From the line that has "Where can the jungle" down to the final line of the listing below, transcribe every line exactly, and only those.

● **Available records**
════

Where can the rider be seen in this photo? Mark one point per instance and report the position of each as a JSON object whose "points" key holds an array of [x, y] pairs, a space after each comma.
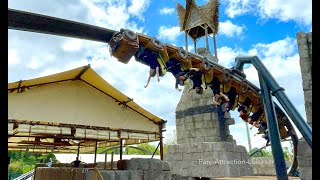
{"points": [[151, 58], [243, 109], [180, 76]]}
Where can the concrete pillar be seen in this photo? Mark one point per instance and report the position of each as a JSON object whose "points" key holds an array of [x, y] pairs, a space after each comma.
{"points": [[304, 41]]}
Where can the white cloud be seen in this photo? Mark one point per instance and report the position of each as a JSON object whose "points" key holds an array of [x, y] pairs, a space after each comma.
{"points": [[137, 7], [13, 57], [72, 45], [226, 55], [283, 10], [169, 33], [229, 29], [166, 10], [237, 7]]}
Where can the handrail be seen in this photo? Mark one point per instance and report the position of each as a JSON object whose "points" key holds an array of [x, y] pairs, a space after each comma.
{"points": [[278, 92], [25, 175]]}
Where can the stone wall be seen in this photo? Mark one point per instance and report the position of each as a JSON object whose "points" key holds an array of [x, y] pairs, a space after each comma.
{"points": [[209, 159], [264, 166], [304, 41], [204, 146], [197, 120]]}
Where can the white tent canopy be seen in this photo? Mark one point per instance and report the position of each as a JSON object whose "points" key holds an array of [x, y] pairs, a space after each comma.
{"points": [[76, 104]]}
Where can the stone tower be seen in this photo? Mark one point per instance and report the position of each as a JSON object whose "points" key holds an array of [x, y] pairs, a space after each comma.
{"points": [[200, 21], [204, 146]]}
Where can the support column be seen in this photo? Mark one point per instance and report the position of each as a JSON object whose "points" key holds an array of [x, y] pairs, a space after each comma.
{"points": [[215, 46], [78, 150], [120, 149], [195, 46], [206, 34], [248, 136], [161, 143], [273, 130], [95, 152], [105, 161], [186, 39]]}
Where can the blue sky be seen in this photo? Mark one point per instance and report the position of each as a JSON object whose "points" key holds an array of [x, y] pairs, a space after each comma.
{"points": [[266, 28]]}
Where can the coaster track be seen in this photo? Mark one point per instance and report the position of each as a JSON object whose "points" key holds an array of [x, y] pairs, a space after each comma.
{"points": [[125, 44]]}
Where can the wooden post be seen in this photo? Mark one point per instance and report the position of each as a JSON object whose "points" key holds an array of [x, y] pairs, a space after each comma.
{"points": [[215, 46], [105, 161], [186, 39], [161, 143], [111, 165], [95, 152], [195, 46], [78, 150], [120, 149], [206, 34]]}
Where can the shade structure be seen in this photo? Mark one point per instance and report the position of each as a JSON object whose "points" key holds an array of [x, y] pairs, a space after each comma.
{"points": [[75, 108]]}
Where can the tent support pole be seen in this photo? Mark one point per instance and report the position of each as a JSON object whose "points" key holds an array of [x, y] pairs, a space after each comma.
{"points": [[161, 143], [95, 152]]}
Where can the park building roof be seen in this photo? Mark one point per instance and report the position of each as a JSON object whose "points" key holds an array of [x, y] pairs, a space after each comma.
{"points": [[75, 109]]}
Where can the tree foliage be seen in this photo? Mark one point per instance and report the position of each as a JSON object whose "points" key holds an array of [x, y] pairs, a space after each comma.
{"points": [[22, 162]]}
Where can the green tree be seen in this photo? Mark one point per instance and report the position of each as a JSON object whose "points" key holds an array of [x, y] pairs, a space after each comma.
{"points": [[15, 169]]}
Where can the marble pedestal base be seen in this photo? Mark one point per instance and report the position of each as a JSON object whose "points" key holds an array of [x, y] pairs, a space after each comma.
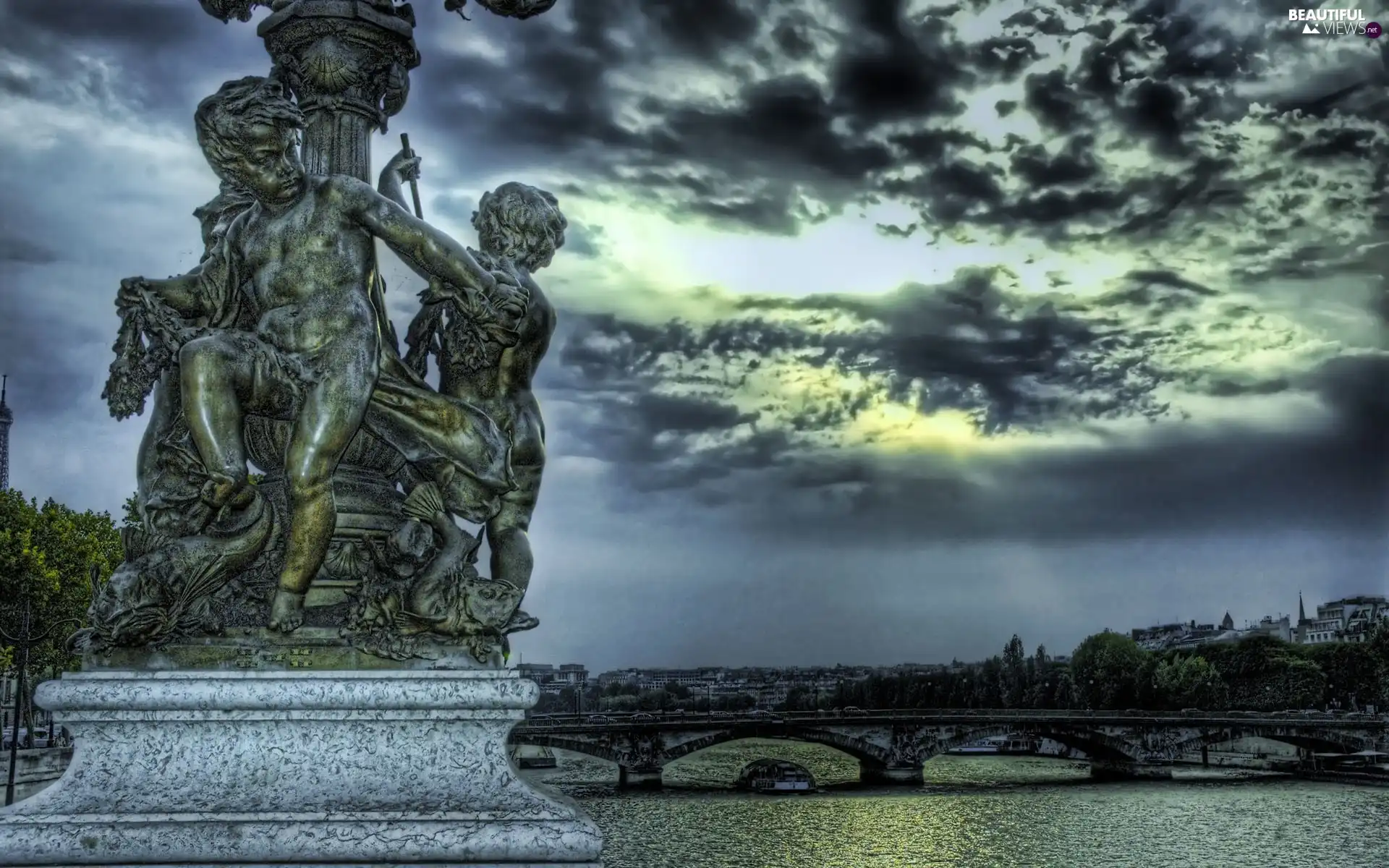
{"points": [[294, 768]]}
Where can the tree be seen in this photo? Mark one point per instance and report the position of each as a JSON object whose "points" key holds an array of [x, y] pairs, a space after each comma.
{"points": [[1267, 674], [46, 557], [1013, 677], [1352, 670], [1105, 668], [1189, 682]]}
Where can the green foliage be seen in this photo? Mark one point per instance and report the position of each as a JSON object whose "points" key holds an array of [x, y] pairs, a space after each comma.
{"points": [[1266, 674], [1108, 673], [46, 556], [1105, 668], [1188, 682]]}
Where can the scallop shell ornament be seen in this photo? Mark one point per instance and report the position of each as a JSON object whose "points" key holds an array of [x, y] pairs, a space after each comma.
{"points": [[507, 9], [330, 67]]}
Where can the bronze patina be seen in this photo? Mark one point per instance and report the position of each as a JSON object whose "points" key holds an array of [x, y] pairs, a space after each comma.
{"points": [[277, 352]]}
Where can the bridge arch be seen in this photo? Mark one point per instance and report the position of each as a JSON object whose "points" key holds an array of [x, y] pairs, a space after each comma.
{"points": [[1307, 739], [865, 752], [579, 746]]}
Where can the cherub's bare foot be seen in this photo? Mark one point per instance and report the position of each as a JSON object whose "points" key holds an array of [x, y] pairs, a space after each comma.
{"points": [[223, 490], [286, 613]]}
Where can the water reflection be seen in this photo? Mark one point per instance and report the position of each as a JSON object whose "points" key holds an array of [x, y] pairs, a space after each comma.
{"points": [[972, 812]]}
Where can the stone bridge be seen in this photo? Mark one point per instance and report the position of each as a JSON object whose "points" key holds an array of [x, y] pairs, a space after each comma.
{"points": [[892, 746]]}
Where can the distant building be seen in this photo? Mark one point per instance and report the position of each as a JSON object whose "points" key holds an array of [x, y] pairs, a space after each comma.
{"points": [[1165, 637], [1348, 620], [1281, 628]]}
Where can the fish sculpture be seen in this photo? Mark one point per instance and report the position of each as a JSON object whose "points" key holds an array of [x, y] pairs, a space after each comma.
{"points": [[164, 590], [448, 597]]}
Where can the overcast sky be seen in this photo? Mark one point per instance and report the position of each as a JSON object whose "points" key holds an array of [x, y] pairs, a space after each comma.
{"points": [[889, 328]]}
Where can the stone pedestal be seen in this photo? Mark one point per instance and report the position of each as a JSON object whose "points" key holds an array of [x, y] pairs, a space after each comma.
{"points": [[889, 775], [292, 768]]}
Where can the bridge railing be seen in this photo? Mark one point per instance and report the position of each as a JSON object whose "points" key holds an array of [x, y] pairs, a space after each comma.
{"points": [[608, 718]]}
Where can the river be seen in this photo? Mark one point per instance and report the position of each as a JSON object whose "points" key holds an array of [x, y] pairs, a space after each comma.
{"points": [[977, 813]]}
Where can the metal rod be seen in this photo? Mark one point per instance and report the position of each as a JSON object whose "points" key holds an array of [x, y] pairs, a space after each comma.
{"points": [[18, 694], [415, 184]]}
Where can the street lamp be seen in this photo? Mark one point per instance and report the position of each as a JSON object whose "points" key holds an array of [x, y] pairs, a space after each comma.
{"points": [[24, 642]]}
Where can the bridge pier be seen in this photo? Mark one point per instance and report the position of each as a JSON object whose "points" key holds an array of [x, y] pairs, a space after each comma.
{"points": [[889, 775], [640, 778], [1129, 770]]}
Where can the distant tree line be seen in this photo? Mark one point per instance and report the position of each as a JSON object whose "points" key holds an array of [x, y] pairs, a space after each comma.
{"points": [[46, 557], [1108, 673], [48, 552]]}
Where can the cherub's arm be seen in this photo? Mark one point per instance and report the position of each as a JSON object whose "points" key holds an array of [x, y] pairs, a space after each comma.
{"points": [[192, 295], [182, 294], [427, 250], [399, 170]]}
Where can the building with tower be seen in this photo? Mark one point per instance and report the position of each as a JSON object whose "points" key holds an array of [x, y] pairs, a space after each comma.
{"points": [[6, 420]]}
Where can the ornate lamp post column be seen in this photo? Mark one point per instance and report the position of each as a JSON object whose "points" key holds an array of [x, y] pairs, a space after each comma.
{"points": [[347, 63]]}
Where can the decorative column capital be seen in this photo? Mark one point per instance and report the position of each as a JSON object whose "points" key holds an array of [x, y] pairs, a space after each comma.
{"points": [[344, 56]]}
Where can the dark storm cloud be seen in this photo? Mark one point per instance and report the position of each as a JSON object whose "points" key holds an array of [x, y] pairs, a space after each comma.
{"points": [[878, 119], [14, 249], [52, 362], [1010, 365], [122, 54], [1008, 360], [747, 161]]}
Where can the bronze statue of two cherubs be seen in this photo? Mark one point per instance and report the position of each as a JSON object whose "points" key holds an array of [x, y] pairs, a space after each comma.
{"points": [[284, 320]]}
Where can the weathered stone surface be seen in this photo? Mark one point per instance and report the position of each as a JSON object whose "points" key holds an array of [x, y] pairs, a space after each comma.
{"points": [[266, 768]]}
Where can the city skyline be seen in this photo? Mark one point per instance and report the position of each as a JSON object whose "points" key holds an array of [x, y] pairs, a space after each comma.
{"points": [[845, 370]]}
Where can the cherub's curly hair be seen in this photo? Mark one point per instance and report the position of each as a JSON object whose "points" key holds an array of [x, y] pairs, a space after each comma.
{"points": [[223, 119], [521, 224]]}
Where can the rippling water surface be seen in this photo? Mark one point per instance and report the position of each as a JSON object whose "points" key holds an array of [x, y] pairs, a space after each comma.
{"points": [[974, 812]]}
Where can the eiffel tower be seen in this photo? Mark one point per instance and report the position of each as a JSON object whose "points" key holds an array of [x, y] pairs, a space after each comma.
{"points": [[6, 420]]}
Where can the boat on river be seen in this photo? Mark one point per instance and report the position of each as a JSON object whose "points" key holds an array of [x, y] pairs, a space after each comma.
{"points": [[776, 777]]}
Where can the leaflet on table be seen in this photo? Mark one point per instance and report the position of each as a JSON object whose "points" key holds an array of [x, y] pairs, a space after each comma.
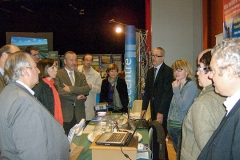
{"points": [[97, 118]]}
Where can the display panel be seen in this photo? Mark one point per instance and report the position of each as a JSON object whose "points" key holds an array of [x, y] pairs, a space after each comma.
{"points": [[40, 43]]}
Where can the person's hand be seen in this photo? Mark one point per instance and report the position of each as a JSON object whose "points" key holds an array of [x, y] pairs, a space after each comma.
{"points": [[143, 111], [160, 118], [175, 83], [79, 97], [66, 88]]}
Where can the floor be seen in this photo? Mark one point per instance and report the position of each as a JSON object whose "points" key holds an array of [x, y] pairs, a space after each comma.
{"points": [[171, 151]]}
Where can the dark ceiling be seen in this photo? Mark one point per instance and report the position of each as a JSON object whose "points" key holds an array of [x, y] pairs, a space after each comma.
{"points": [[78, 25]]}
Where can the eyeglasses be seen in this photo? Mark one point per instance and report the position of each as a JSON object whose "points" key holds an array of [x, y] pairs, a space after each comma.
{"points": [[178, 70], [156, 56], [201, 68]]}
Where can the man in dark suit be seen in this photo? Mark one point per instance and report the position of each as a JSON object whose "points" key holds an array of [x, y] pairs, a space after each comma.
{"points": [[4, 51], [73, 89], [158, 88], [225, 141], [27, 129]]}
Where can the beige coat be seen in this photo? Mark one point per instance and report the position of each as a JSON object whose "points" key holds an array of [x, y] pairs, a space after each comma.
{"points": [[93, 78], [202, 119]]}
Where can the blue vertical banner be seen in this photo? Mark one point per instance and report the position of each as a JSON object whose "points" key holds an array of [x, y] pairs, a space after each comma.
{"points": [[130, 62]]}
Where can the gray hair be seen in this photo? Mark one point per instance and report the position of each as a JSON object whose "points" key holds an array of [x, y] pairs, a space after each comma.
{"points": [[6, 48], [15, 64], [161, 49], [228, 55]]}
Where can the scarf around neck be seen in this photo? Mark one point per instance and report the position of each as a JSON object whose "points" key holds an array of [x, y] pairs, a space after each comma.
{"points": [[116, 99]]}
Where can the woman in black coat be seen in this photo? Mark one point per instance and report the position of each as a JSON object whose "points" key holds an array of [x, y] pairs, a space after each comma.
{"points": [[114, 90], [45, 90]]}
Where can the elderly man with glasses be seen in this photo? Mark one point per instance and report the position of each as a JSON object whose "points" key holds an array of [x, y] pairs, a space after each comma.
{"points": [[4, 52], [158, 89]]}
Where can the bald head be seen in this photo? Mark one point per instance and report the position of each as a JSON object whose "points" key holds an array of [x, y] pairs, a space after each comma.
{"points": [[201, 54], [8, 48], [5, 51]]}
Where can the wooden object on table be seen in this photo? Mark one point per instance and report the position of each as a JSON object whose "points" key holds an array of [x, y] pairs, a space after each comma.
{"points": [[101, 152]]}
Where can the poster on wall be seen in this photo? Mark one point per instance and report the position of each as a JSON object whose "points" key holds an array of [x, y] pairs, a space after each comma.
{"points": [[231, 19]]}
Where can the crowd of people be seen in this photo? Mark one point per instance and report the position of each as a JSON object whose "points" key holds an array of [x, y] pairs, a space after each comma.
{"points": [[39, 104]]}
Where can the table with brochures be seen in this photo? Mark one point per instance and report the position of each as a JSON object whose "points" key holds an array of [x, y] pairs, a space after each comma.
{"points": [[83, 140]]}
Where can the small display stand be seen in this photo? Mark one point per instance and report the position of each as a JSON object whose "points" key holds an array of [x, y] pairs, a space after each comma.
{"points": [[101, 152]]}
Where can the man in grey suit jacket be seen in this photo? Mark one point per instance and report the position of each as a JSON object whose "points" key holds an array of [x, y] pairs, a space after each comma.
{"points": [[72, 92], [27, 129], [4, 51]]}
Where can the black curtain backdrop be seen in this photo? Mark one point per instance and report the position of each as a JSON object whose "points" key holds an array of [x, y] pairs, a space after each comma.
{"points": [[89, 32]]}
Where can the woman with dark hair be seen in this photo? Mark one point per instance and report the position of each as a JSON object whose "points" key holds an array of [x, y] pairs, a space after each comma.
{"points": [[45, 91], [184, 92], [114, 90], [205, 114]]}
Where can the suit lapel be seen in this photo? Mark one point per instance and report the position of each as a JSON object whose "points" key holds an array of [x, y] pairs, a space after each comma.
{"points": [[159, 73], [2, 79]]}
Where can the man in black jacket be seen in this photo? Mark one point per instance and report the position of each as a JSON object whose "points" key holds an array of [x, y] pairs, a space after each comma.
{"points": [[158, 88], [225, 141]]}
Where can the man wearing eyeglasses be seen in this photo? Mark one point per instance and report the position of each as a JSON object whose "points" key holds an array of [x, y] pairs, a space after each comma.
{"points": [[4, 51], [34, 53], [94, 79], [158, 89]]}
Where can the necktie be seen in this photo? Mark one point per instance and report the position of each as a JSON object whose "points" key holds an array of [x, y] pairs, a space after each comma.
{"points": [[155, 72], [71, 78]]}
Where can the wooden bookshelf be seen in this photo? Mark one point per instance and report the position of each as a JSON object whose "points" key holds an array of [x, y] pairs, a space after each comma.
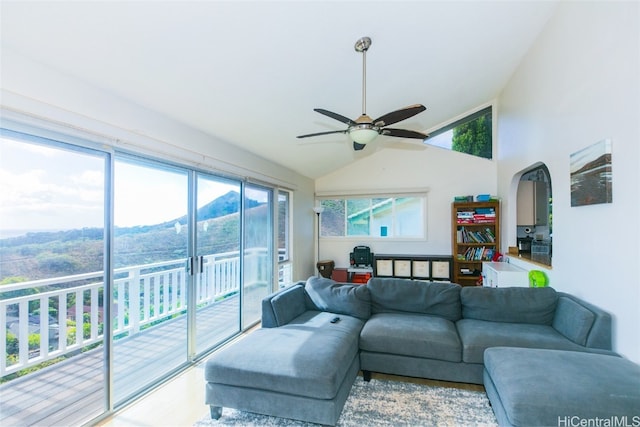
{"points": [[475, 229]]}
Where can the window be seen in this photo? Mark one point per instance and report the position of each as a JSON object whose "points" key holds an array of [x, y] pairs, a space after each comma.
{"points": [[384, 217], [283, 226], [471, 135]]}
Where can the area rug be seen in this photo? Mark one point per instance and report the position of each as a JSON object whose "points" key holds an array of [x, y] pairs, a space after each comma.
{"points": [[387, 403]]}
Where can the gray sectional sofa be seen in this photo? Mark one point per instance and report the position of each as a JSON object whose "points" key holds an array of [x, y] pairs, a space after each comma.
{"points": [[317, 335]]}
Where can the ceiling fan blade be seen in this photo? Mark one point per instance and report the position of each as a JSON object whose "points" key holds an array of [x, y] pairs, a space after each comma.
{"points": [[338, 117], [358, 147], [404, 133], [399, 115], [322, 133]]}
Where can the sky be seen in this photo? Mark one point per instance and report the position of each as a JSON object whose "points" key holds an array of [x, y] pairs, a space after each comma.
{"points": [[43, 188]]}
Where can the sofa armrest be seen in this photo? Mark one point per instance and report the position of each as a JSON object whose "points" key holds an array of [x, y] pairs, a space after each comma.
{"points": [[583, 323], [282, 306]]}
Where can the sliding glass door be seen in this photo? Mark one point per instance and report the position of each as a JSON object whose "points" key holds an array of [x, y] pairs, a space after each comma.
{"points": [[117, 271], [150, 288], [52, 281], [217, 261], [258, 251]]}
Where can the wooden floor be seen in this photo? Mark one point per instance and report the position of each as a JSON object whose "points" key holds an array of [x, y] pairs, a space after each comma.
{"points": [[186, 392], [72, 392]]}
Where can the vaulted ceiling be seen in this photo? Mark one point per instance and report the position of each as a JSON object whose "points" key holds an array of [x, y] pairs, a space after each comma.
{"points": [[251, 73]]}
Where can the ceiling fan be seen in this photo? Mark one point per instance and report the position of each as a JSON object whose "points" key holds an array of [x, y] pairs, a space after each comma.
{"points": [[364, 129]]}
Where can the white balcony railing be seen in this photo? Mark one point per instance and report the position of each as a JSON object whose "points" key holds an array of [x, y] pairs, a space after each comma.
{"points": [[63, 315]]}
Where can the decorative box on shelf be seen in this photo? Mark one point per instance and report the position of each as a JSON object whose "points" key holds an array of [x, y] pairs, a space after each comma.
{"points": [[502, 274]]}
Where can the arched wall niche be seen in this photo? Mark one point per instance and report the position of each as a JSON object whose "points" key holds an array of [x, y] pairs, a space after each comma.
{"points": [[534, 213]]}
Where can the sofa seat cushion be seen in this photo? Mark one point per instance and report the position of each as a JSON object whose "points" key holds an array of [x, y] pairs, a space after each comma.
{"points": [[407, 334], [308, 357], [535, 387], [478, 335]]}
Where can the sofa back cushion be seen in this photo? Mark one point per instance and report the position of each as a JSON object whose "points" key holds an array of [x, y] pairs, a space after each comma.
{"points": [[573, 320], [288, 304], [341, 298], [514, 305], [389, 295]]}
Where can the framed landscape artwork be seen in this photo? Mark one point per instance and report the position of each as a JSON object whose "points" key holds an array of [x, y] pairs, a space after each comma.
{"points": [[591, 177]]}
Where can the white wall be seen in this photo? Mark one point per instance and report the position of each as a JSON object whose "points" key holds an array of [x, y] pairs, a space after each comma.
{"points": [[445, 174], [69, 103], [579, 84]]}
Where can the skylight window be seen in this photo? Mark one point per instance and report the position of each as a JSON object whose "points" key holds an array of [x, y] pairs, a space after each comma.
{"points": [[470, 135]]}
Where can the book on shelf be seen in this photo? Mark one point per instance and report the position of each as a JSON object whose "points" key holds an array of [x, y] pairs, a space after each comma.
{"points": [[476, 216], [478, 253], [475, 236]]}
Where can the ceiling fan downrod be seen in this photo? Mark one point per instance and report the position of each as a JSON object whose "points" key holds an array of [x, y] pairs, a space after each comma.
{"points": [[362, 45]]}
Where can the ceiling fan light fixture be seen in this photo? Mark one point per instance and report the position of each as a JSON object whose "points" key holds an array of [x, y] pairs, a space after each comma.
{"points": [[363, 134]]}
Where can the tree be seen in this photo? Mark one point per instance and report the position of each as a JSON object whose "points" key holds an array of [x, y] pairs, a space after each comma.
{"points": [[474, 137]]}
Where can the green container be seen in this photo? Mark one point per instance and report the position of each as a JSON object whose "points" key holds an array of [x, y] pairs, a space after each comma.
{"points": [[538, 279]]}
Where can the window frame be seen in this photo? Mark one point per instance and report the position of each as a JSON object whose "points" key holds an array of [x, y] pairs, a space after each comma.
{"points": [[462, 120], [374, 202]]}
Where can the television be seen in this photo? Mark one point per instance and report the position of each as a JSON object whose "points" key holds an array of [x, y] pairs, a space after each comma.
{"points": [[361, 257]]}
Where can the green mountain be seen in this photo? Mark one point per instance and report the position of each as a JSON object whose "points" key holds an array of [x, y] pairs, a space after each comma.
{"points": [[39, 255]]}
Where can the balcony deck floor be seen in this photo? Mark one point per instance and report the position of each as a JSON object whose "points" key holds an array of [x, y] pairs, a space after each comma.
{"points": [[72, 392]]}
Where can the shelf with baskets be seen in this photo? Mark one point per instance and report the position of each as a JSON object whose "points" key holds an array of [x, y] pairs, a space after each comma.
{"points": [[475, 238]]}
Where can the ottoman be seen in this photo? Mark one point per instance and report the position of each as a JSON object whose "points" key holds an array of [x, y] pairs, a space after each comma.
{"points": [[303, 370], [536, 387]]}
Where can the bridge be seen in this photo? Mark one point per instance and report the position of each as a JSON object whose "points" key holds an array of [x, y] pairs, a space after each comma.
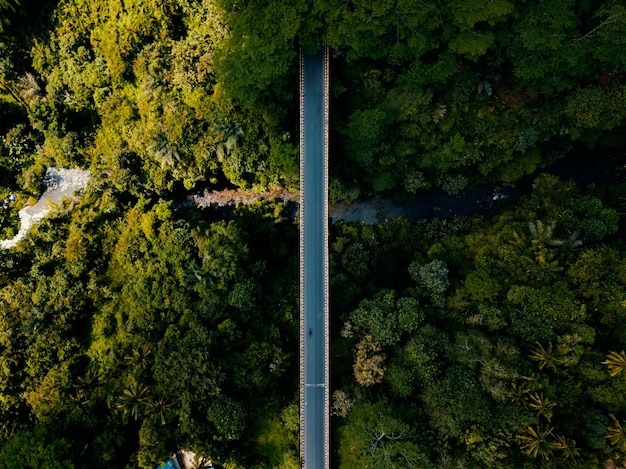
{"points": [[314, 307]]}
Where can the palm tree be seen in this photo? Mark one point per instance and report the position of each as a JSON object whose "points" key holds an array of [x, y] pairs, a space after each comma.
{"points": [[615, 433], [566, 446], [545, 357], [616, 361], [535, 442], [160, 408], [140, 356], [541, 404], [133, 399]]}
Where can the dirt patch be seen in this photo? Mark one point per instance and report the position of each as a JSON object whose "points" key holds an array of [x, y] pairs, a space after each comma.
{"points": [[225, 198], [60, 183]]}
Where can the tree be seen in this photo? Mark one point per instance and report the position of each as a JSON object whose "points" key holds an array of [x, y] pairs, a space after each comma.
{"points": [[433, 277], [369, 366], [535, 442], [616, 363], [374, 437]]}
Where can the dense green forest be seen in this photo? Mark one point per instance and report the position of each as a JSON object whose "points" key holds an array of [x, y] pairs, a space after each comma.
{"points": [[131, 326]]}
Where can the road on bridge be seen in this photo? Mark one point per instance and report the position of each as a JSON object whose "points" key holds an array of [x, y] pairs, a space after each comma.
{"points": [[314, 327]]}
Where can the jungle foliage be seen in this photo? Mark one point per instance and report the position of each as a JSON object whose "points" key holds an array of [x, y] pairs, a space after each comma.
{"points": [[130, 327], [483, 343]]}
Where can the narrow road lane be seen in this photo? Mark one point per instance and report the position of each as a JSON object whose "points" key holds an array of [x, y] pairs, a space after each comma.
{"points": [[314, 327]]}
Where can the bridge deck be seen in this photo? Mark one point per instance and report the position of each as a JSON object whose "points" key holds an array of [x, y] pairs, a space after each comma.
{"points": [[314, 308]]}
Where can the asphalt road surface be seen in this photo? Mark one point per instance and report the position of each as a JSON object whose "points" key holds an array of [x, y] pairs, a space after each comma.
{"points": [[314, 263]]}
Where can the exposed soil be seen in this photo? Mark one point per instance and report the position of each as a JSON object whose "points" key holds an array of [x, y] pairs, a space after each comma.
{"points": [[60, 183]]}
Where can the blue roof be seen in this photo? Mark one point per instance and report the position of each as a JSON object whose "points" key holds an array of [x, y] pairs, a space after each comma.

════

● **Result**
Where can the jungle foliage be seen in this photo? Mark one point per instance and report the position of each as a JSON object whose "points" key holds an array of [x, y] pairs, a space after each comma.
{"points": [[130, 327], [483, 343]]}
Where can the narrow road lane be seen in this photo? Mark one point per instance and report the position of each as a JSON object whose "points" key holds an array of [x, y] pairs, a space after each comma.
{"points": [[314, 327]]}
Where can the bridge deck be seen in this photo? Mark one point per instance and report the position of each as a JSON object whose "points" key holds an array of [x, y] pairs, a space after each comma.
{"points": [[314, 308]]}
Where can the asphalt road surface be seen in this photo? Mark one point per instance and report the position of each as a JSON object whose "points" key holds an array of [x, y] pairs, a space after each comma.
{"points": [[314, 263]]}
Where can the exposed soil be seen in this photo? Mark one point per instance and report the position of each as a JSON object whose "points" key holds an array of [x, y] pairs, a space after each comma.
{"points": [[60, 183]]}
Where can the blue roof be seen in this photo? Mark one point per instance and report the position of each as a JSON object whose "points" key holds an array of [x, y] pairs, a space after each comma.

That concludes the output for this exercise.